* _Requirement_: Render the lines of the data from the one containing "Where can you find the nose?" through the one containing "point(563, 140)", inclusive, as a JSON list of strings with one string per line and blank lines omitted.

Data items
○ ○ ○
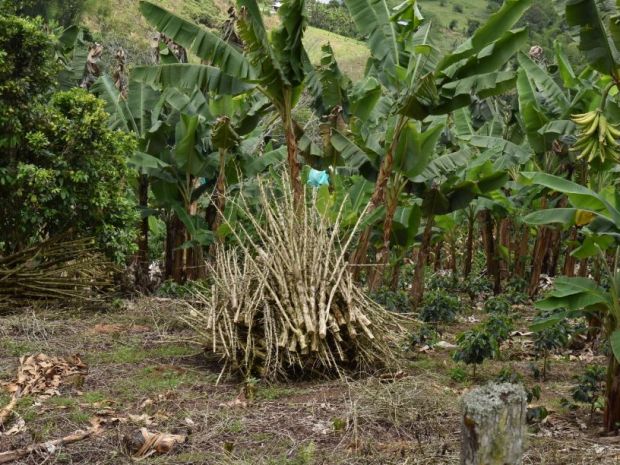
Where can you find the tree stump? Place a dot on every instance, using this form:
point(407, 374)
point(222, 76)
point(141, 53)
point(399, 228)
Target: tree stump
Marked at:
point(493, 428)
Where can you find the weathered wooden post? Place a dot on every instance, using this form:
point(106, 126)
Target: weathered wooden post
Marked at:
point(493, 428)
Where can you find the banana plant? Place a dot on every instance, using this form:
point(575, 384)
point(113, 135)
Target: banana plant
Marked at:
point(136, 114)
point(272, 63)
point(598, 217)
point(415, 82)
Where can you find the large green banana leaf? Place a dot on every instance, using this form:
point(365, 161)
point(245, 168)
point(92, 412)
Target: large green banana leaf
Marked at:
point(499, 22)
point(188, 76)
point(204, 44)
point(592, 20)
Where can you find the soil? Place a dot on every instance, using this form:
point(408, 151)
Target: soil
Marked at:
point(143, 371)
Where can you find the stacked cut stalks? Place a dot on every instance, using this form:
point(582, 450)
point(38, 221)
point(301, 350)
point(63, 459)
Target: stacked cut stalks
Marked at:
point(284, 300)
point(57, 269)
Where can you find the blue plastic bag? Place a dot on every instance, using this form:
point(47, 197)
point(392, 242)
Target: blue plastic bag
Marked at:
point(317, 178)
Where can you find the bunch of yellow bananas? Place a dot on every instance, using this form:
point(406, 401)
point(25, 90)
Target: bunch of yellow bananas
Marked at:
point(597, 137)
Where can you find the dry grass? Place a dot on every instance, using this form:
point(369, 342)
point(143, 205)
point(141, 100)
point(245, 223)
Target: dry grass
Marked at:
point(412, 418)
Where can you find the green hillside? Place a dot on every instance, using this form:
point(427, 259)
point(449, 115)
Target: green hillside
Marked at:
point(119, 22)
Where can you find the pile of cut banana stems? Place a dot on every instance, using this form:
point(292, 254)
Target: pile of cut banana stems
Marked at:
point(283, 299)
point(57, 269)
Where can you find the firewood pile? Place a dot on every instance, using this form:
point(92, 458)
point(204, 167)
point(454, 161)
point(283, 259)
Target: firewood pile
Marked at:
point(57, 269)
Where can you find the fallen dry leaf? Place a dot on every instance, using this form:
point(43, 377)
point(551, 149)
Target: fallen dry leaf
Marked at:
point(144, 443)
point(19, 426)
point(114, 328)
point(40, 375)
point(239, 401)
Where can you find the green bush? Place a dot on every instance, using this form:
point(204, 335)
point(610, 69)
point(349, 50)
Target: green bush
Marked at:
point(589, 388)
point(426, 335)
point(439, 307)
point(497, 304)
point(62, 166)
point(475, 346)
point(476, 286)
point(395, 301)
point(442, 281)
point(498, 327)
point(550, 338)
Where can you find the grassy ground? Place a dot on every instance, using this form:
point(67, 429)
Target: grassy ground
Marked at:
point(140, 369)
point(350, 54)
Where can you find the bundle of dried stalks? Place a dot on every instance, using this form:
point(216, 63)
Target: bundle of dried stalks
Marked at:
point(283, 300)
point(55, 269)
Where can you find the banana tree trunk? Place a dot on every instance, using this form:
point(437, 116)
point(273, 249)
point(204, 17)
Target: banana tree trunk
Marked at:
point(611, 420)
point(142, 258)
point(469, 244)
point(492, 258)
point(503, 236)
point(383, 255)
point(437, 257)
point(452, 262)
point(378, 196)
point(568, 269)
point(417, 287)
point(291, 149)
point(521, 251)
point(176, 235)
point(394, 281)
point(219, 199)
point(196, 267)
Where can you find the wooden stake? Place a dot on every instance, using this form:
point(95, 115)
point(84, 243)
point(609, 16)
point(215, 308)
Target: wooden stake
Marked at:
point(493, 428)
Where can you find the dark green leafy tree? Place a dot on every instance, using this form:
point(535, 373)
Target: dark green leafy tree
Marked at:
point(62, 166)
point(475, 346)
point(589, 388)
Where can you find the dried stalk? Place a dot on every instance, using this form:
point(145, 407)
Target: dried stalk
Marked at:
point(53, 270)
point(284, 300)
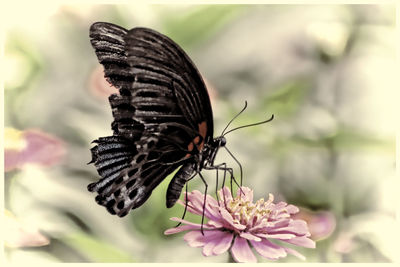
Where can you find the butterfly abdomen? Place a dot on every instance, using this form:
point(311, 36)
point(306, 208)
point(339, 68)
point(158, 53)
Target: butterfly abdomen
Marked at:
point(180, 179)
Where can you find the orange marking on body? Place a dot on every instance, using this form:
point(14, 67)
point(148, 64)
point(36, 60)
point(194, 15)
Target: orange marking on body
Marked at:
point(203, 132)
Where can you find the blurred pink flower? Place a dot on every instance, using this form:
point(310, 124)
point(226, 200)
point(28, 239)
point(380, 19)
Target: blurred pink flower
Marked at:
point(99, 86)
point(241, 221)
point(31, 147)
point(321, 223)
point(20, 234)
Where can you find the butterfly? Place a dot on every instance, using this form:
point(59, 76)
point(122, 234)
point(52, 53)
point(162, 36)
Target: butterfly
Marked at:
point(162, 119)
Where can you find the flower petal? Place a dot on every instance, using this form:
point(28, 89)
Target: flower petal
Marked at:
point(195, 205)
point(292, 209)
point(297, 227)
point(205, 226)
point(179, 229)
point(249, 236)
point(277, 236)
point(269, 250)
point(246, 194)
point(241, 251)
point(225, 194)
point(295, 253)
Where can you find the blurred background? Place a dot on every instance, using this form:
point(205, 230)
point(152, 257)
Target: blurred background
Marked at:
point(327, 73)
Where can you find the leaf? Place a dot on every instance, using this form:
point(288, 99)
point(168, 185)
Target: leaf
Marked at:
point(96, 250)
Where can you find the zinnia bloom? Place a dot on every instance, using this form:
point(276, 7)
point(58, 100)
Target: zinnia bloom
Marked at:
point(233, 223)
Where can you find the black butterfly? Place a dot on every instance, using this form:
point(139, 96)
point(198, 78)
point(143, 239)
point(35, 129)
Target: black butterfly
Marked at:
point(162, 118)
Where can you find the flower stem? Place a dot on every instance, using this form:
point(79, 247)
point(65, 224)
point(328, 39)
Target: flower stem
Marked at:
point(230, 258)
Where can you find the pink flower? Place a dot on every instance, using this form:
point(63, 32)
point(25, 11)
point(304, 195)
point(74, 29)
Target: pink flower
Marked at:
point(99, 86)
point(31, 147)
point(21, 234)
point(241, 222)
point(320, 223)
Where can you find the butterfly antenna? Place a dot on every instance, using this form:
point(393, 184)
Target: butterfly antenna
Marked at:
point(253, 124)
point(245, 106)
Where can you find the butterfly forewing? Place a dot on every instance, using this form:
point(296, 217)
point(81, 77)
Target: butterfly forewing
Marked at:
point(162, 110)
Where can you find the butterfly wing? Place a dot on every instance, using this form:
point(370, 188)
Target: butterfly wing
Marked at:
point(162, 112)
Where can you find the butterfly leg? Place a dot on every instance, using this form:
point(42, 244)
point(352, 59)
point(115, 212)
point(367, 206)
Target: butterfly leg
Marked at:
point(216, 186)
point(240, 165)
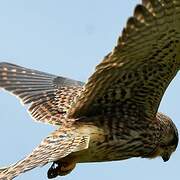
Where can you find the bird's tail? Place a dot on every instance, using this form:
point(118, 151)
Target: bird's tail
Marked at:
point(56, 146)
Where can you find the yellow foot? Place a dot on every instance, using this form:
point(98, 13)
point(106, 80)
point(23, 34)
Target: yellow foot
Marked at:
point(59, 168)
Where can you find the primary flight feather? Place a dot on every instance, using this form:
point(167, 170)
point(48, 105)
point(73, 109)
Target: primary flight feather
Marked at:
point(114, 116)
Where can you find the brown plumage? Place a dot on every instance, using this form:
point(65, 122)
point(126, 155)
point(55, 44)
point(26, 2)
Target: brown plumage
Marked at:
point(114, 115)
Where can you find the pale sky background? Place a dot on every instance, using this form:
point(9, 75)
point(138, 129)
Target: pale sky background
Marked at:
point(68, 37)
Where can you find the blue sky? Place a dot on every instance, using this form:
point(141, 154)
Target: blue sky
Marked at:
point(68, 38)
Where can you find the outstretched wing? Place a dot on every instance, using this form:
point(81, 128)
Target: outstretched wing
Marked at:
point(132, 79)
point(56, 146)
point(50, 96)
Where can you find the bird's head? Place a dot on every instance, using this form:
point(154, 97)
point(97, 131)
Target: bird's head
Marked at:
point(169, 138)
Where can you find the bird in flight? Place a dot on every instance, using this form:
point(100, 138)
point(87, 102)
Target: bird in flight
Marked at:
point(114, 116)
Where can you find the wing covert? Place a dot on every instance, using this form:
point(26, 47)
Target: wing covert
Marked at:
point(49, 96)
point(132, 79)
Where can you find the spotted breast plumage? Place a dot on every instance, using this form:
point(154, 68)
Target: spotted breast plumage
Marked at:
point(114, 115)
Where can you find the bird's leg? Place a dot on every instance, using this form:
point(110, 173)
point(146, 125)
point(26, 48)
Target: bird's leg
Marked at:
point(60, 168)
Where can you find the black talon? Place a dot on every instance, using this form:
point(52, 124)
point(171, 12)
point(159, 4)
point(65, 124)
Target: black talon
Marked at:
point(52, 172)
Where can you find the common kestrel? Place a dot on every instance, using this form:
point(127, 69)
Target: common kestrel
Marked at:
point(114, 115)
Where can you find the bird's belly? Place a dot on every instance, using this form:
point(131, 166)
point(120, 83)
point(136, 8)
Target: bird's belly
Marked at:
point(109, 151)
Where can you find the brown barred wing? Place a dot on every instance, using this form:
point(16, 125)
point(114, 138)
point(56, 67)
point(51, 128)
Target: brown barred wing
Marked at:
point(49, 96)
point(132, 79)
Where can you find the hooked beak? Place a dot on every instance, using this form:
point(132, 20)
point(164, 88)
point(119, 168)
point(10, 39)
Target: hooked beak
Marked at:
point(166, 157)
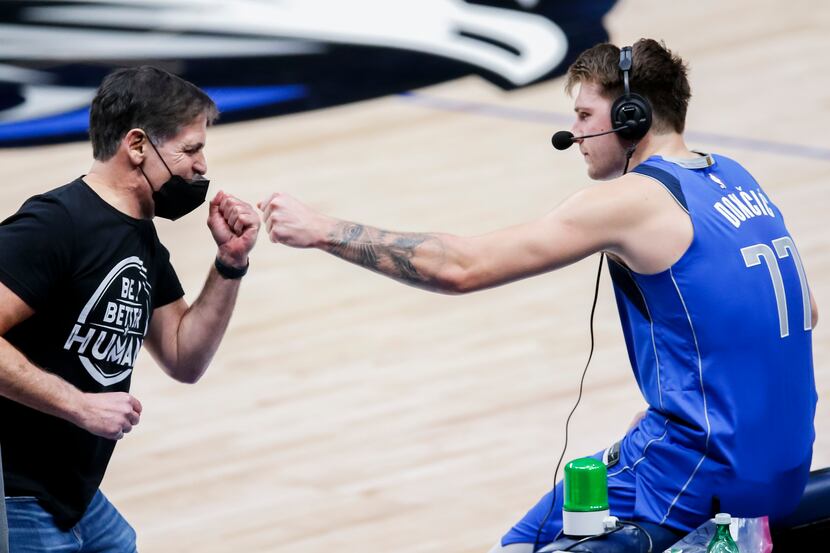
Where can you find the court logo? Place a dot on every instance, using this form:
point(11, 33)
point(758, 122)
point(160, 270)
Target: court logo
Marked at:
point(111, 327)
point(260, 58)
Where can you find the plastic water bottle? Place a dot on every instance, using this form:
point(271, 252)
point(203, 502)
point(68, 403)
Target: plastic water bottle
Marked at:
point(722, 541)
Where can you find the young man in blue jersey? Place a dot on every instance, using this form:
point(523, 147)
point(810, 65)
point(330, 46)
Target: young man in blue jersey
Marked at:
point(726, 370)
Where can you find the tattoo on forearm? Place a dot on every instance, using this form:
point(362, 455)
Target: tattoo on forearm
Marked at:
point(388, 253)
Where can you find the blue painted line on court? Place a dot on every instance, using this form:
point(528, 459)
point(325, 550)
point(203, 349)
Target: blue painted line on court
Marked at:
point(546, 117)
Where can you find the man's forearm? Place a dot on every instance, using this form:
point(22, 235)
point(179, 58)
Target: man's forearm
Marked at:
point(203, 326)
point(412, 258)
point(25, 383)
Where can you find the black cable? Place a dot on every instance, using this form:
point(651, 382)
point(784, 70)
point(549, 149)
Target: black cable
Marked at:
point(579, 397)
point(641, 529)
point(594, 537)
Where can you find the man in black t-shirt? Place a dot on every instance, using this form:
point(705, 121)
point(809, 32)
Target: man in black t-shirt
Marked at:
point(84, 283)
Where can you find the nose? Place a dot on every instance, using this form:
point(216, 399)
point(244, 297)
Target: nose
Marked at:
point(200, 164)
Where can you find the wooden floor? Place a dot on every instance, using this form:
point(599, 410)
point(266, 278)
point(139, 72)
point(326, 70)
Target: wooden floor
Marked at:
point(345, 412)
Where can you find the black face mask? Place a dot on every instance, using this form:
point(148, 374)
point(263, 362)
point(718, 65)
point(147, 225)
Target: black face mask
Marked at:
point(177, 197)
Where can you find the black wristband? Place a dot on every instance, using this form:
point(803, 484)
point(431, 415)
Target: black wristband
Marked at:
point(228, 272)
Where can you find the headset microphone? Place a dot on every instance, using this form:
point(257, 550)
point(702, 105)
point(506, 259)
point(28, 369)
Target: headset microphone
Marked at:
point(563, 140)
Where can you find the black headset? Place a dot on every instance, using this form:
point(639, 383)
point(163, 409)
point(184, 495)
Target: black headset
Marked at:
point(630, 111)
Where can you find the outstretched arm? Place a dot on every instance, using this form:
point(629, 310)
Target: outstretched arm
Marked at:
point(587, 222)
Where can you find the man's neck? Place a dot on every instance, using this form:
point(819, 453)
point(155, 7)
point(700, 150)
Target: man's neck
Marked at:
point(124, 188)
point(666, 145)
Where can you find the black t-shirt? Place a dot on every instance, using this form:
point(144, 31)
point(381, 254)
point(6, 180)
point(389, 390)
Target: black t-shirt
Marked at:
point(93, 276)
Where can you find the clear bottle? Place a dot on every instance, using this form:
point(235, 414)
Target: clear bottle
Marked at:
point(722, 541)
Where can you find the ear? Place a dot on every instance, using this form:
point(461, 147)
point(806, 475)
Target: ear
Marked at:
point(135, 141)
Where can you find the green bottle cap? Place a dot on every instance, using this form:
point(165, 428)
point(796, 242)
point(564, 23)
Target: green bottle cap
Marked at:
point(586, 486)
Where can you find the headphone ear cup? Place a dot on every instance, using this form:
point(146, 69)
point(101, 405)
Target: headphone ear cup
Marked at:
point(633, 112)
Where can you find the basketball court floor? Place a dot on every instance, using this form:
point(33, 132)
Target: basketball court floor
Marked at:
point(346, 412)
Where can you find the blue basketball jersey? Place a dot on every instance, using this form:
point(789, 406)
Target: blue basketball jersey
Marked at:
point(721, 347)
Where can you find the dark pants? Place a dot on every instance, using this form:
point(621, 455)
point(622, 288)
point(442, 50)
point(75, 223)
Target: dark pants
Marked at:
point(4, 529)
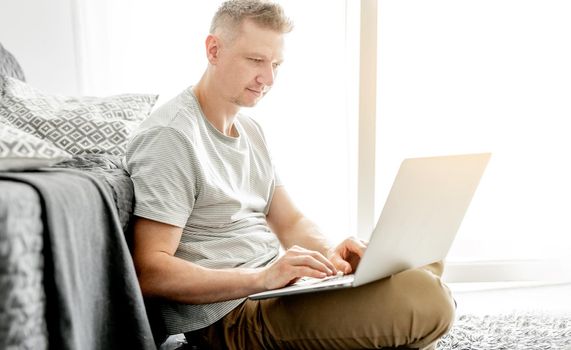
○ ○ ○
* _Exercise response_:
[
  "Where can you find the nose? Place a dot on every instance, using this form:",
  "point(216, 399)",
  "point(244, 297)",
  "Target: nose",
  "Marked at:",
  "point(200, 164)",
  "Where can you find the wooden floor? Place a dot on every instance, using this form:",
  "point(599, 410)",
  "point(266, 278)",
  "point(139, 72)",
  "point(326, 70)",
  "Target: wooden floor",
  "Marked at:",
  "point(345, 412)",
  "Where can you find the black face mask? Place a dot on every instance, using this form:",
  "point(148, 374)",
  "point(263, 362)",
  "point(718, 65)",
  "point(147, 225)",
  "Target: black face mask",
  "Marked at:",
  "point(177, 197)",
  "Where can you find the black wristband? Place a dot on every instance, using this form:",
  "point(803, 484)",
  "point(431, 415)",
  "Target: black wristband",
  "Marked at:",
  "point(228, 272)",
  "Where can you find the headset microphone? Place a dot on every instance, using this form:",
  "point(257, 550)",
  "point(702, 105)",
  "point(506, 259)",
  "point(28, 369)",
  "Target: headset microphone",
  "Marked at:",
  "point(563, 140)"
]